■ Aim of the task
Repeat the line that contains "Practice step: locate the lance-shaped" and all lines after it through the end, exactly as they are, minus the pictures.
....
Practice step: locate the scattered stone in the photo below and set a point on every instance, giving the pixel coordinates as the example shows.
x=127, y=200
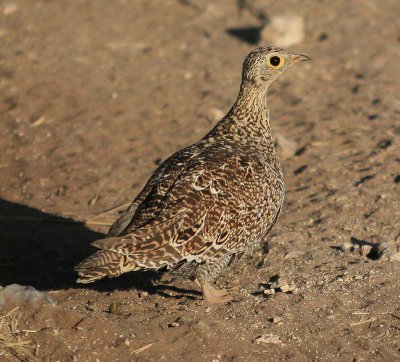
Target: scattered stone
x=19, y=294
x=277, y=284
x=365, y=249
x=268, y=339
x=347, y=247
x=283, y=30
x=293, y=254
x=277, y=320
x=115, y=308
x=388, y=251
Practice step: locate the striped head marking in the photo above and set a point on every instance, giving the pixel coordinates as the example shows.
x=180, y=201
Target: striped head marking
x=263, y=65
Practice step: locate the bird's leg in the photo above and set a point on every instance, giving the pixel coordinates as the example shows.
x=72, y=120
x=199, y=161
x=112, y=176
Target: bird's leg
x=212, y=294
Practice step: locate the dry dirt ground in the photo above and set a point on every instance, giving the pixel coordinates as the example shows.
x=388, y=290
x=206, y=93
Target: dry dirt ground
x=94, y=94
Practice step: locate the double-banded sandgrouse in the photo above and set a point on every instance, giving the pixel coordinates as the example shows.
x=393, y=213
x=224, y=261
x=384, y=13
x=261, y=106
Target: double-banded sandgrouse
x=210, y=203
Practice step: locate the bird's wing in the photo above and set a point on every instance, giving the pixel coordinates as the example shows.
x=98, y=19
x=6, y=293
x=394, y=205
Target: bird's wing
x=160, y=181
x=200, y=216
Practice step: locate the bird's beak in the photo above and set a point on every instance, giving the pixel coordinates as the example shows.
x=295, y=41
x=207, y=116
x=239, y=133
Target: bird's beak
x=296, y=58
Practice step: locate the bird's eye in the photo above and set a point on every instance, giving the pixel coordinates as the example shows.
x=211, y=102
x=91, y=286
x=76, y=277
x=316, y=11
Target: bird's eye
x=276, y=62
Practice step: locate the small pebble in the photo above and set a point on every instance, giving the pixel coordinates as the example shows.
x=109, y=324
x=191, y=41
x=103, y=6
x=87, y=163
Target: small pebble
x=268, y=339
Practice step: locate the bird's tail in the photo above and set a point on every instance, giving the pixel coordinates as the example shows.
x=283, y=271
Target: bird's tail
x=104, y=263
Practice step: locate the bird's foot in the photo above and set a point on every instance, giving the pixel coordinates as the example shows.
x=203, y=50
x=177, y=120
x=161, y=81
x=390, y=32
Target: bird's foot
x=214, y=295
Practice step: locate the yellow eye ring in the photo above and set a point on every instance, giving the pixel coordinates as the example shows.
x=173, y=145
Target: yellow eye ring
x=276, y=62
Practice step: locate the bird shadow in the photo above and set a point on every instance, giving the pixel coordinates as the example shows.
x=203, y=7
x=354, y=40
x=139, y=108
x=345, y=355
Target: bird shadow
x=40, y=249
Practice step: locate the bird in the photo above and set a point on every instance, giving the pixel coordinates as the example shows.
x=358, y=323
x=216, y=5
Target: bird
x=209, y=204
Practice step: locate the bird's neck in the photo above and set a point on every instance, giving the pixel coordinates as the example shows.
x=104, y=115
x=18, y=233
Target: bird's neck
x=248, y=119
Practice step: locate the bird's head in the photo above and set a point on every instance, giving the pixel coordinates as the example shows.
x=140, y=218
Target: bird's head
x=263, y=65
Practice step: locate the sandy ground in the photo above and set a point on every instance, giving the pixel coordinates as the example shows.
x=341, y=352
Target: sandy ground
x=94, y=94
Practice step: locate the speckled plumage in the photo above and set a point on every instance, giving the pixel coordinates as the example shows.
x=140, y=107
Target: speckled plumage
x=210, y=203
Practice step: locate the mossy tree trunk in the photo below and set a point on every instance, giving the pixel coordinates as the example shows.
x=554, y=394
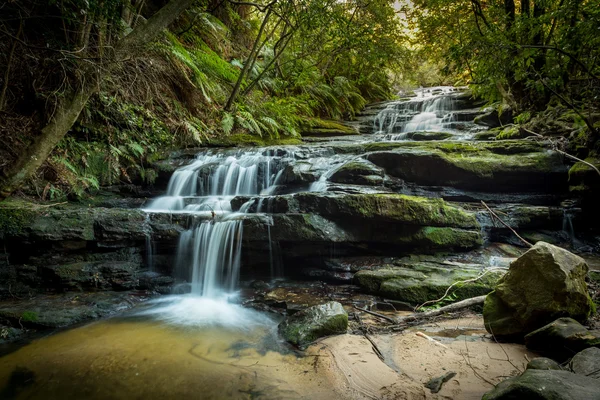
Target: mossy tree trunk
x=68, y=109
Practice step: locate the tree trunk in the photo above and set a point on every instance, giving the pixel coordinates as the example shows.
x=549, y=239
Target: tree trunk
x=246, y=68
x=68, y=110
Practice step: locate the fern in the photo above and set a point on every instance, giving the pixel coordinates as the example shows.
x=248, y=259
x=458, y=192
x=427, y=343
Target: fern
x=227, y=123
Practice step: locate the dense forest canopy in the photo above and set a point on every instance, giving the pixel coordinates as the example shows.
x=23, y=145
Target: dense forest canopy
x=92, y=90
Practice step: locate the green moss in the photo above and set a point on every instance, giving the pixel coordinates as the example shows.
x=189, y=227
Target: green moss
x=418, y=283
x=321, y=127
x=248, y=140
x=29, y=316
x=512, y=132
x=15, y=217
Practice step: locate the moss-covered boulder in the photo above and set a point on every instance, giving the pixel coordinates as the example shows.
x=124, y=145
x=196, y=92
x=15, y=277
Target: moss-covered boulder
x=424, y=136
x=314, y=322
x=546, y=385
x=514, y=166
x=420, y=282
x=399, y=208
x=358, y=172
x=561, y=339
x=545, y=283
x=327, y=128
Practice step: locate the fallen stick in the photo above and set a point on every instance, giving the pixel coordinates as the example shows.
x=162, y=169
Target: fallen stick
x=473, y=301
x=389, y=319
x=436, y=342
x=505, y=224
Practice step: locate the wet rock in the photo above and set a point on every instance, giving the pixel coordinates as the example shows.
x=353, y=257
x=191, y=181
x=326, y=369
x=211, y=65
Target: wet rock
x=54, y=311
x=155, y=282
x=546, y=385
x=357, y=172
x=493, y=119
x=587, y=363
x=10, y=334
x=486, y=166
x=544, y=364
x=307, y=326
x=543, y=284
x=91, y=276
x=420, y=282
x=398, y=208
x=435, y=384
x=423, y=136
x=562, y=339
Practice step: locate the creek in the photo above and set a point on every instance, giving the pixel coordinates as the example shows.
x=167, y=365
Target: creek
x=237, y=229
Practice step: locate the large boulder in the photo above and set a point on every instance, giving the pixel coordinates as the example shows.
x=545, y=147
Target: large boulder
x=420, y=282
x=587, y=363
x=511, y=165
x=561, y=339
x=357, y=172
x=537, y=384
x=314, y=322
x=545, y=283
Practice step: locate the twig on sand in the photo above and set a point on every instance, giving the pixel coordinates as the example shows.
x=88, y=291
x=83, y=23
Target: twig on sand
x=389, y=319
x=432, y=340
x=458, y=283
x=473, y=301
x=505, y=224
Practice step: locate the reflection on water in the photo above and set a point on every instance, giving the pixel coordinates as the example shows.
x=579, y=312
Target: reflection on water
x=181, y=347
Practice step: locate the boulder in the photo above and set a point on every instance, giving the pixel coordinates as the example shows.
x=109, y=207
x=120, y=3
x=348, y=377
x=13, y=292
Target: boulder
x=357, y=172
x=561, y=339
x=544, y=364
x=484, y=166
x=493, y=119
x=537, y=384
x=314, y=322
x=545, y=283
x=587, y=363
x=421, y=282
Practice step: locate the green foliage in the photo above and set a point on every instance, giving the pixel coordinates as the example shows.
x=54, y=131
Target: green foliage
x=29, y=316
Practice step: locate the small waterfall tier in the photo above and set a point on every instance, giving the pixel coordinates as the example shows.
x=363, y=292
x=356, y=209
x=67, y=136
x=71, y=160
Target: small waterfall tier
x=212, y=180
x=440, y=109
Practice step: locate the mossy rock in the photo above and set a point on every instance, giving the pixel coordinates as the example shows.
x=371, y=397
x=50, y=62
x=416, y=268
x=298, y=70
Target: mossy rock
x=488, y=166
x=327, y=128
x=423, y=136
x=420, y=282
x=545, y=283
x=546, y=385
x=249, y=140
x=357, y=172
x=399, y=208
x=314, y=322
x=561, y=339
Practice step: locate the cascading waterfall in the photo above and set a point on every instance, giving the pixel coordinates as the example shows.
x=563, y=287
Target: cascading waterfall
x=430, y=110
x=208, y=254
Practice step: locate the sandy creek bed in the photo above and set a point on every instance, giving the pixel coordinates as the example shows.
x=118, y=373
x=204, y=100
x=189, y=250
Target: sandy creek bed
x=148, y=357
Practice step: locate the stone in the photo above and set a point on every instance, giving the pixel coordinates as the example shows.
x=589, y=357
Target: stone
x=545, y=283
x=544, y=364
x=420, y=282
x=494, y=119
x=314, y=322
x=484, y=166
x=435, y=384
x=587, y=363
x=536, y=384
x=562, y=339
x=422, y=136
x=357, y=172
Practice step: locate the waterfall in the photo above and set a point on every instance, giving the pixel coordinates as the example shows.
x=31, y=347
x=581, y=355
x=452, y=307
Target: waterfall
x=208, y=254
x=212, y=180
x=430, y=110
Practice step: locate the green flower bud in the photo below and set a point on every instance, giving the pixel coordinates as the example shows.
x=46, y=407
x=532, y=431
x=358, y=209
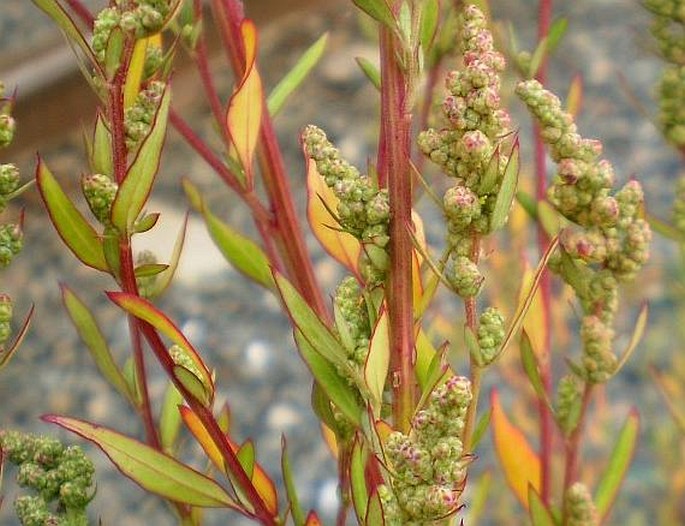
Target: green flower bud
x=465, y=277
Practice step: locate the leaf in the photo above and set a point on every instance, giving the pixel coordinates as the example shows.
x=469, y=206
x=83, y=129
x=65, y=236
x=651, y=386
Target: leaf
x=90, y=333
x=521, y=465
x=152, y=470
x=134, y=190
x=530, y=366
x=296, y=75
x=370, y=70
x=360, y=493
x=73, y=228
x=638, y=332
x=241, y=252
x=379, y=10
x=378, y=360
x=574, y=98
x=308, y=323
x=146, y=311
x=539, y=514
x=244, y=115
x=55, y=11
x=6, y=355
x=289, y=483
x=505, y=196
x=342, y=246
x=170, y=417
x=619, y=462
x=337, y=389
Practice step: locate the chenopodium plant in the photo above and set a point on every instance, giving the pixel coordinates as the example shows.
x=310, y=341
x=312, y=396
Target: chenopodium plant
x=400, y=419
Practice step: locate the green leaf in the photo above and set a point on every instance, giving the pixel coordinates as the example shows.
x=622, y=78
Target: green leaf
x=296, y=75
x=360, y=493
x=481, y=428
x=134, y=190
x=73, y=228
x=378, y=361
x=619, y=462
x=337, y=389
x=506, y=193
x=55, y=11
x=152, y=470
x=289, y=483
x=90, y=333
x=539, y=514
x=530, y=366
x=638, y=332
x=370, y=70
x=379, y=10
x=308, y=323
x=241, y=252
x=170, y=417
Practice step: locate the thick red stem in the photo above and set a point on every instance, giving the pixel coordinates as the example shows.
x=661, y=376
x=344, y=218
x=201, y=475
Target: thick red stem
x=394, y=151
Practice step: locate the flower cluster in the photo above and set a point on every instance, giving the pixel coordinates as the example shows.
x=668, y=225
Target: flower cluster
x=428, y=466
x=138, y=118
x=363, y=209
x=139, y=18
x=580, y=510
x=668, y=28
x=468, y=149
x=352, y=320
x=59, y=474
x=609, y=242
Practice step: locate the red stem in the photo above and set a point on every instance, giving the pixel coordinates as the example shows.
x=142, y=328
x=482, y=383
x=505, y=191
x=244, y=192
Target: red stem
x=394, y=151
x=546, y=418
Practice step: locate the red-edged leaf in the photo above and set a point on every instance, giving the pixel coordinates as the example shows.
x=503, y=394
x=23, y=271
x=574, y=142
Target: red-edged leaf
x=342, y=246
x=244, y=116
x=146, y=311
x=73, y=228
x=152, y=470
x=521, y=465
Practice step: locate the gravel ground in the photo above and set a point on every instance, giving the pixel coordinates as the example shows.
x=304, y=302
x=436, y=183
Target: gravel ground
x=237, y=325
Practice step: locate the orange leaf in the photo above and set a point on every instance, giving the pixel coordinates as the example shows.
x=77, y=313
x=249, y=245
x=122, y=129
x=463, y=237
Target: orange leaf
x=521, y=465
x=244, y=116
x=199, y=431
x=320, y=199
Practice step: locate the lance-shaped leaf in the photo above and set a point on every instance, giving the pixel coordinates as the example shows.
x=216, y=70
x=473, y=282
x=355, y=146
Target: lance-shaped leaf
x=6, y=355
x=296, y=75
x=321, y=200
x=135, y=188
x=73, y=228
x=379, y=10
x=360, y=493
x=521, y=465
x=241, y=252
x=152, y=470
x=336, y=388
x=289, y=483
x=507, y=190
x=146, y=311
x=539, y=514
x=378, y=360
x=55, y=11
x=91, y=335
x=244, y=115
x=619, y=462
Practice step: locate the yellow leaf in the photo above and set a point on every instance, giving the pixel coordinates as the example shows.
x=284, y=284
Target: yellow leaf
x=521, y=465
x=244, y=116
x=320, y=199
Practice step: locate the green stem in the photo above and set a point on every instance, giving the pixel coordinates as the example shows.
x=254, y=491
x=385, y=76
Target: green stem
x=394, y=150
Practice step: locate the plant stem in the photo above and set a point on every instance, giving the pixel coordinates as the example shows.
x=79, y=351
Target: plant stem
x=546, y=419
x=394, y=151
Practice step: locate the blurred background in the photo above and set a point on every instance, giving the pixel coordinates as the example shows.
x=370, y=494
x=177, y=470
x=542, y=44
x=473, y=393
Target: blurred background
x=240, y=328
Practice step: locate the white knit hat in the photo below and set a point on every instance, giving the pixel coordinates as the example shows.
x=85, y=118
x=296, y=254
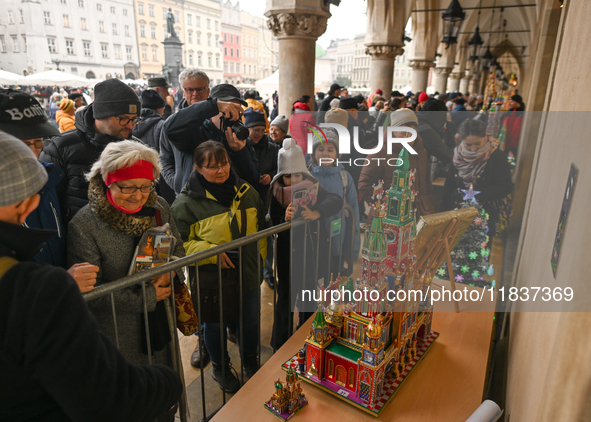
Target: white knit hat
....
■ Response to this exercise
Practice step: locate the lance-shaped leaf in the photo above and set a point on every instance, giving the pixel coordinates as the example shows.
x=216, y=70
x=473, y=282
x=355, y=146
Target: lance-shaped leaf
x=6, y=355
x=296, y=75
x=321, y=200
x=135, y=188
x=73, y=228
x=379, y=10
x=360, y=493
x=521, y=465
x=241, y=252
x=152, y=470
x=336, y=388
x=289, y=483
x=507, y=190
x=146, y=311
x=539, y=514
x=378, y=360
x=55, y=11
x=91, y=335
x=244, y=115
x=619, y=462
Practice step: locate the yellow leaf in the photo above and set a point on every instance, giving the pixel coordinates as the example shows.
x=284, y=284
Target: yellow leaf
x=521, y=465
x=244, y=116
x=320, y=199
Practice step: locate the green stem in the photo above and set a point on every instance, giving the pixel coordinates as the example shows.
x=254, y=491
x=385, y=76
Target: green stem
x=394, y=150
Practice step: locate the plant stem in the photo above and set a point on every instance, giving the pixel coordinates as the example shows.
x=79, y=351
Target: plant stem
x=546, y=419
x=394, y=151
Practice step: locate the blurred background in the photo above and set a point on every instance, giving the pixel coordinates as the example shows.
x=370, y=494
x=177, y=470
x=542, y=44
x=473, y=393
Target: blurred background
x=240, y=328
Practice step: locate the white knit hat in the photo below and set a point on every instance, giving the pixel coordinates as the example shows.
x=85, y=118
x=296, y=254
Target: white knit hat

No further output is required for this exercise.